▶ **Task 1**
In the Afrinvest article, what is the title of the 2023 Nigerian Banking Sector Report?
▶ **Task 2**
Reproduce word for word the passage of the Afrinvest article starting with "Afrinvest West Africa Limited, a" and going on through "selective tax reliefs.".

Afrinvest advises monetary, fiscal authorities to rethink anti-inflation rules

Afrinvest West Africa Limited, a capital market holding company, has advised monetary and fiscal authorities to rethink their anti-inflation strategies to holistically address the ugly narrative of surging inflation rate.

Managing Director, Afrinvest West Africa Limited, Ike Chioke, disclosed this yesterday at the unveiling of the 2023 Nigerian Banking Sector Report titled: “Getting Nigeria to Work Again!”

He explained that both the monetary and fiscal authorities have mainly been fixated on the control of money supply and selective tax reliefs.

“In our view, an effective strategy for taming the high inflation rate would be one that addresses structural bottlenecks (notably, insecurity and infrastructural gaps), improves ease of doing business, and incentivises large-scale local production of agriculture and manufactured goods alongside effective liquidity management and proper anchoring of market yields to the Monetary Policy Rate (MPR),” he said.

“In all, we stress that failure to stem the surging inflation tide in the near term would result in a contagion financial sector crisis and by extension, derail other segments of the economy from the growth path, given banks’ pivotal role as an economic bridge between the supply and demand segments of the economy,” he said.

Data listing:
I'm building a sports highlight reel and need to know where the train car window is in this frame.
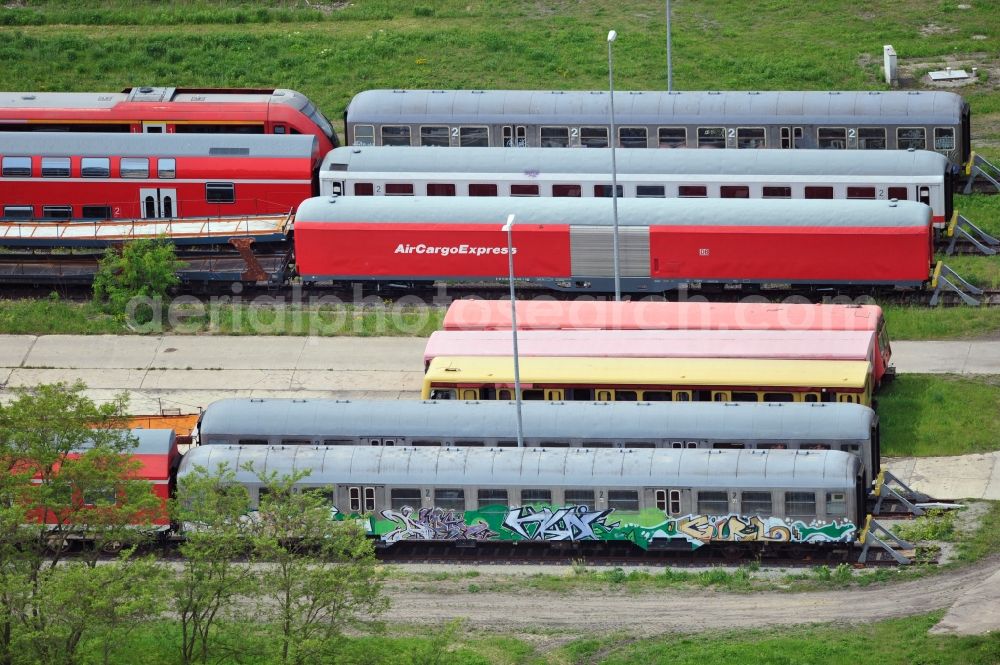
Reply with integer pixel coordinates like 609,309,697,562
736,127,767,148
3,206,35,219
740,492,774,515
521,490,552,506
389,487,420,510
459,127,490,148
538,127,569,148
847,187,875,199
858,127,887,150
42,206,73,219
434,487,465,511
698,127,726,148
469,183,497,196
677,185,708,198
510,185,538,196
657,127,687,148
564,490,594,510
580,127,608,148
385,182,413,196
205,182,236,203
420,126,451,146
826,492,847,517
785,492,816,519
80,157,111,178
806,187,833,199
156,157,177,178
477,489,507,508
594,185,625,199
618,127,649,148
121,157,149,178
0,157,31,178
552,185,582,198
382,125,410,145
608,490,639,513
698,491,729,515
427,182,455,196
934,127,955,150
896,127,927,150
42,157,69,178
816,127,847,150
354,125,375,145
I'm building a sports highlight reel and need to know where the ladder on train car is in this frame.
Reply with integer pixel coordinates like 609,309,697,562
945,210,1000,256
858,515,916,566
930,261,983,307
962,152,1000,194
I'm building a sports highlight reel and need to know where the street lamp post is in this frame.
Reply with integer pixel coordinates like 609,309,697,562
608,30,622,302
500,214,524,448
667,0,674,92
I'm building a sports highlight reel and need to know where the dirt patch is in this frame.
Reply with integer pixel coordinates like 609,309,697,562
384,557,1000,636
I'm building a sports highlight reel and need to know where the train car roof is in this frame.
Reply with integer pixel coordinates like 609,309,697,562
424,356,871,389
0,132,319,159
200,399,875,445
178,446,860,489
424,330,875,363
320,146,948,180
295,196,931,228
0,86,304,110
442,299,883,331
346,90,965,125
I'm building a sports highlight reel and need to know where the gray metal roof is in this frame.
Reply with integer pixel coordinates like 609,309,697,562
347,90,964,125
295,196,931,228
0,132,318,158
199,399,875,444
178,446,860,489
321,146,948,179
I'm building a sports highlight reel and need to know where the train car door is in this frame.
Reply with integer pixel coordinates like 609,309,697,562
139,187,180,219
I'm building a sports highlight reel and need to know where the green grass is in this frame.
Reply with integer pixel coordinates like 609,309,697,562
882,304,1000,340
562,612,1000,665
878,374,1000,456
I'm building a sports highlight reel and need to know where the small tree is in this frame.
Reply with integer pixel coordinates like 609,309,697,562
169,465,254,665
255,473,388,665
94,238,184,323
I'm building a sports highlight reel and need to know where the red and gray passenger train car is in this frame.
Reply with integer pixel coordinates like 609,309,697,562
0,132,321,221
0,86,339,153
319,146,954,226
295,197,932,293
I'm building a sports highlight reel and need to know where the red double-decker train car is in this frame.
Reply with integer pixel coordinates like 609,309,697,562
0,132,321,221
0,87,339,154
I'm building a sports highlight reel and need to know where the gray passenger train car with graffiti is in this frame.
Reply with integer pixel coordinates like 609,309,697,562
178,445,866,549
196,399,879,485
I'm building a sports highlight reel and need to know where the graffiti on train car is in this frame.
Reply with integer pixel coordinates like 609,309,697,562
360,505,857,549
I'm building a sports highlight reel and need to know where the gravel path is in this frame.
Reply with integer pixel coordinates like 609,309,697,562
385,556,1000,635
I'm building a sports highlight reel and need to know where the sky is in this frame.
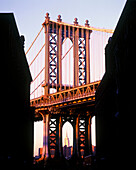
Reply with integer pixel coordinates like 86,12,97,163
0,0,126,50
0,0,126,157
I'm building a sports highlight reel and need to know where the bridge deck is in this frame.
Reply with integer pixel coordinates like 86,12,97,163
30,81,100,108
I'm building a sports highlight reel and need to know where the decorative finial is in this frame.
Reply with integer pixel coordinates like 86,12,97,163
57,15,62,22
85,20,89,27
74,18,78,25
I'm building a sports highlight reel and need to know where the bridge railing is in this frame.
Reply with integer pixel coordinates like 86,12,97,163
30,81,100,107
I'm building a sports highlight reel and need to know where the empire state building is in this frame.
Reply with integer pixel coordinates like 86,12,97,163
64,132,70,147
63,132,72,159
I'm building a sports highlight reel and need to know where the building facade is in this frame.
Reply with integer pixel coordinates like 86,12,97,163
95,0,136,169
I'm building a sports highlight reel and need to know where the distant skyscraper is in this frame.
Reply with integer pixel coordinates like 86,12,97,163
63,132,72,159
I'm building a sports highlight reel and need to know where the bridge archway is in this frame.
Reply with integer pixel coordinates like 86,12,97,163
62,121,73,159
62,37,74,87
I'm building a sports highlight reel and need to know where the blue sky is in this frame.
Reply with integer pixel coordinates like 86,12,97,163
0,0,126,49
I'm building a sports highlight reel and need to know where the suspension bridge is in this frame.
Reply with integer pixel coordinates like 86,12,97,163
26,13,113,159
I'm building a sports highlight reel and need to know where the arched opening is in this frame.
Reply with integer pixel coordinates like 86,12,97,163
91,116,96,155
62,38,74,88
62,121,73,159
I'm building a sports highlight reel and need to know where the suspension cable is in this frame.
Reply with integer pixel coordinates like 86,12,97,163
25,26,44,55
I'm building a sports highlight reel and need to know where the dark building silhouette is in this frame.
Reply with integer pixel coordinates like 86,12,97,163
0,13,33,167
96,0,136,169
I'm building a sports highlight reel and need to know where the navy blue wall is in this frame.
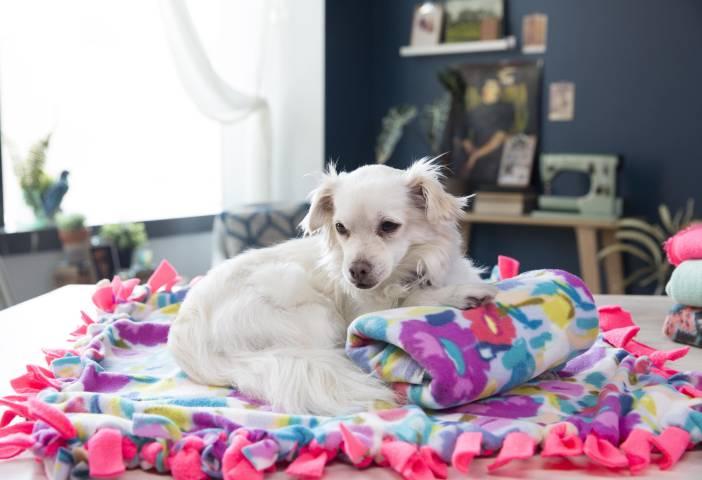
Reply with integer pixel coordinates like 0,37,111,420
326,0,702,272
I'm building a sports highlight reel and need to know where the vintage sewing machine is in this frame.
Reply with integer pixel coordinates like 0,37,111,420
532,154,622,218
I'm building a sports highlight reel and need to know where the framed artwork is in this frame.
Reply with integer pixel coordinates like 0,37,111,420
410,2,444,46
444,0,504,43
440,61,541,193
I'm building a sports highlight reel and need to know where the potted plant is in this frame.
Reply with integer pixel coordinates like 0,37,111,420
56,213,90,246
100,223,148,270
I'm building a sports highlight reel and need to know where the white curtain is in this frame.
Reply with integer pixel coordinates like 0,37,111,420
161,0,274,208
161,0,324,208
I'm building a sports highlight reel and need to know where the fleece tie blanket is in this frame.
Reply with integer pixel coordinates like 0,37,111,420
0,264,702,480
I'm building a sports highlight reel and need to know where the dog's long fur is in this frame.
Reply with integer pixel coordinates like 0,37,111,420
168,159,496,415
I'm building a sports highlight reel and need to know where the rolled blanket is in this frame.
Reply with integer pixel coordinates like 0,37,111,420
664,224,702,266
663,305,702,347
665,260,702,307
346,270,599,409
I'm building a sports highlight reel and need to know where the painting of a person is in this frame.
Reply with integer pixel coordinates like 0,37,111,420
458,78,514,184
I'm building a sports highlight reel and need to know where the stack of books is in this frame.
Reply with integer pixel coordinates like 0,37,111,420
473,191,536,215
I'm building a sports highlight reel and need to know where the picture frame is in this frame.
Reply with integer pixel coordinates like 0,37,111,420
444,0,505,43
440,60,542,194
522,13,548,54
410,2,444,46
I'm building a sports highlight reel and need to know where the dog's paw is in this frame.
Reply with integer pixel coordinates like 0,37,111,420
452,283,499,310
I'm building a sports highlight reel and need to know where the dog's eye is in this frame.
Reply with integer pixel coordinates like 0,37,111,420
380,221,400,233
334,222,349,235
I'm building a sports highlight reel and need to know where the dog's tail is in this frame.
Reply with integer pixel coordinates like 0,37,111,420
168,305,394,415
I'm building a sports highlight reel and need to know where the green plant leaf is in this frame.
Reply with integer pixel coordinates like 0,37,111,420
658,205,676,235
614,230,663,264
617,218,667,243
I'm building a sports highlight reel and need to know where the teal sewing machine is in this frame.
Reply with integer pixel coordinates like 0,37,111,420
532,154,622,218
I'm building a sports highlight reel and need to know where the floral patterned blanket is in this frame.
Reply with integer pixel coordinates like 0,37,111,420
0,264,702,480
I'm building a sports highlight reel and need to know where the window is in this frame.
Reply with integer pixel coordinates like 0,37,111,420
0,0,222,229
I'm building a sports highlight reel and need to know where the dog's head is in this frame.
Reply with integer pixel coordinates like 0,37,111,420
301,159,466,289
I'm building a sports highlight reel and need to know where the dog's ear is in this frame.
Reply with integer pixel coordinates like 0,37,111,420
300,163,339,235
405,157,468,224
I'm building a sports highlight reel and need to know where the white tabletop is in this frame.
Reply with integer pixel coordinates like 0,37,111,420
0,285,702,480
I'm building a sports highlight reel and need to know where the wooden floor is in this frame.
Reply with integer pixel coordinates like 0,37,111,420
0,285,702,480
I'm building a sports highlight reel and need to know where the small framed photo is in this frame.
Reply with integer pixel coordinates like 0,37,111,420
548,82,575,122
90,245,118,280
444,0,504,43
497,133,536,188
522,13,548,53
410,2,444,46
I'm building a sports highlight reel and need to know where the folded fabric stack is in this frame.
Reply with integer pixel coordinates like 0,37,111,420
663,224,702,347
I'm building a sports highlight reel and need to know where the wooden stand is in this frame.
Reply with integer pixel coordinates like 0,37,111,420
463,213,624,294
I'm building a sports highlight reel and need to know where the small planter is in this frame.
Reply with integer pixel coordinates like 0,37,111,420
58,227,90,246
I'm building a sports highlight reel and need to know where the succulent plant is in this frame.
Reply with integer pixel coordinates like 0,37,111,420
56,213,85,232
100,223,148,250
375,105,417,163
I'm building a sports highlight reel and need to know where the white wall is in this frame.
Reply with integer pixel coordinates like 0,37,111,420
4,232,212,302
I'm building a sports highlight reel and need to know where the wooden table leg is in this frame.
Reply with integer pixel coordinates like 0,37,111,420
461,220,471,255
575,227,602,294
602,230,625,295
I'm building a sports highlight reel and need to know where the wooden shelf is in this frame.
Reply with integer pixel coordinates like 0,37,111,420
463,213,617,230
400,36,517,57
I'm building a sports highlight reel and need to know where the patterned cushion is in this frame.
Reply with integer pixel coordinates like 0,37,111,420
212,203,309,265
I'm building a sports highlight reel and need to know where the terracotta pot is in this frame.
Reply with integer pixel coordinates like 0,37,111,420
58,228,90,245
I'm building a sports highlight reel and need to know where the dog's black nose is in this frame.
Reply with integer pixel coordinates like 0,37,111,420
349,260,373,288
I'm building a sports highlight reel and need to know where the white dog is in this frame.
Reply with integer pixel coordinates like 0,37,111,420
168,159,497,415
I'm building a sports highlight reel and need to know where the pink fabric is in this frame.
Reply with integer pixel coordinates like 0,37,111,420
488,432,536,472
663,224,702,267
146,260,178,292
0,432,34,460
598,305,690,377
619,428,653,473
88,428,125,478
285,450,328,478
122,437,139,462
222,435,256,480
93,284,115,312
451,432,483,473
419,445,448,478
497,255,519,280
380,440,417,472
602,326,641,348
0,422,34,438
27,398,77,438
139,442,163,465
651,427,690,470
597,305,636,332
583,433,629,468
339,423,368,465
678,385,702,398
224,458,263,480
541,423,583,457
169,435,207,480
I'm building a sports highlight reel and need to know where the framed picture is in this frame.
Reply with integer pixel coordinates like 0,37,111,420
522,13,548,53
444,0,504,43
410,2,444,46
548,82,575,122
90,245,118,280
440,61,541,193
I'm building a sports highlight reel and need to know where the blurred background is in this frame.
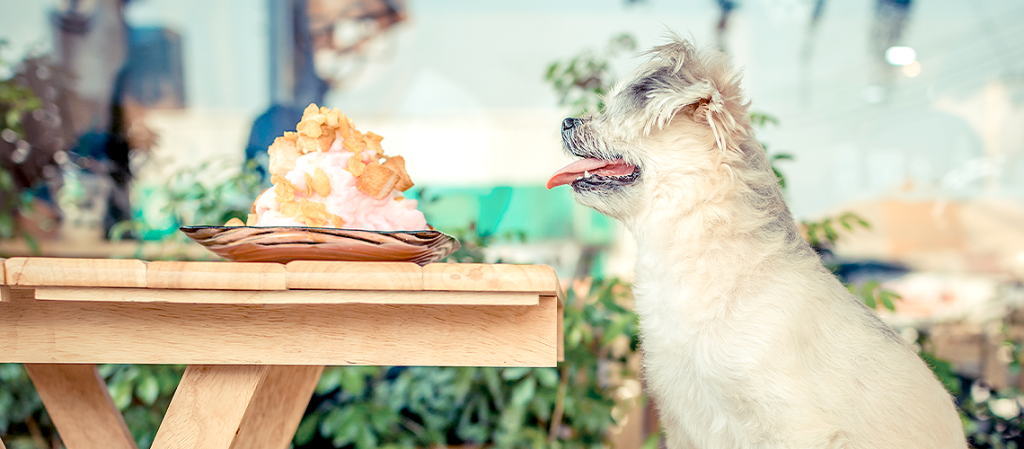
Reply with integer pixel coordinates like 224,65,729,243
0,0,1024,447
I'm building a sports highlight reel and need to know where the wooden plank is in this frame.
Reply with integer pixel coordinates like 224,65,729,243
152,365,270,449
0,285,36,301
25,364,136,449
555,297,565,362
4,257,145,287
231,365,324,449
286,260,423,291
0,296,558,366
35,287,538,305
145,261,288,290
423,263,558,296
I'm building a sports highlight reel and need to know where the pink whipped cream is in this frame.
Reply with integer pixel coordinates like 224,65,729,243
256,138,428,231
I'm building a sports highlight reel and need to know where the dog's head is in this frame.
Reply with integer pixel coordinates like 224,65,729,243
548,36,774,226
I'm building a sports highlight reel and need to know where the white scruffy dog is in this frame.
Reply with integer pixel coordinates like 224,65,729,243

▶ **Task response 1**
"Getting Nigeria to Work Again!"

▶ **Task response 2**
Afrinvest West Africa Limited, a capital market holding company, has advised monetary and fiscal authorities to rethink their anti-inflation strategies to holistically address the ugly narrative of surging inflation rate.

Managing Director, Afrinvest West Africa Limited, Ike Chioke, disclosed this yesterday at the unveiling of the 2023 Nigerian Banking Sector Report titled: “Getting Nigeria to Work Again!”

He explained that both the monetary and fiscal authorities have mainly been fixated on the control of money supply and selective tax reliefs.